* _Problem_
Answer these questions from the text on aging below.
(a) Who does the woman known as the mother in the movie turn out to be?
(b) Which three body parts does the text call most prone to aging and often most neglected?
(c) What intrinsic factors does the text give for skin wrinkling and aging?

* _Quoted passage_
Hands On Beauty!

A fabulous movie called ‘Fedora’ spoke about an aging movie star’s fight against time. Secluded in an old villa, with only her mother for company, Fedora meets a young man whom she falls in love with. He marvels at how young she looks; only her hands give away her age. But, we learn at the end, that the old crone we know as the mother is actually Fedora. The woman we are told is Fedora is actually her daughter. And yes, her hands have been artificially aged to make the impersonation credible.

Aging isn’t only about the face ‘wrinkling’ up into a little wizened prune. It involves the entire body and the parts most prone to aging and, often the most neglected, are the neck, the hands and the feet. While we slather on the moisturizers and rich rejuvenating creams on the face, we do nothing for the hands and feet, apart from a monthly manicure and pedicure. And as for the delicate neck area, the first to give way, we often forget to even moisturize it!

The skin wrinkles and ages due to extrinsic factors like exposure to pollutants and the sun, bad nutrition, smoking and stress, and intrinsic ones like the natural process of the slowing down of cellular turnover and changes in the skin’s structure.

* _Data for analysis_
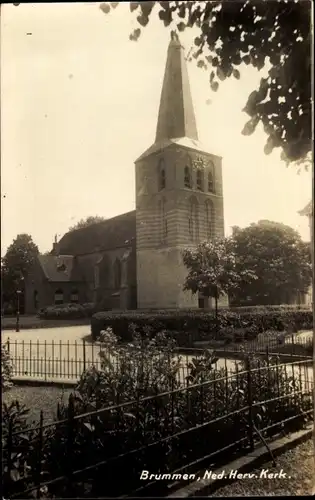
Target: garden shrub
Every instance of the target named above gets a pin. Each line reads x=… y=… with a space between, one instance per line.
x=200 y=325
x=133 y=373
x=6 y=368
x=67 y=311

* _Problem solution_
(a) Fedora.
(b) The neck, the hands and the feet.
(c) The natural slowing down of cellular turnover and changes in the skin's structure.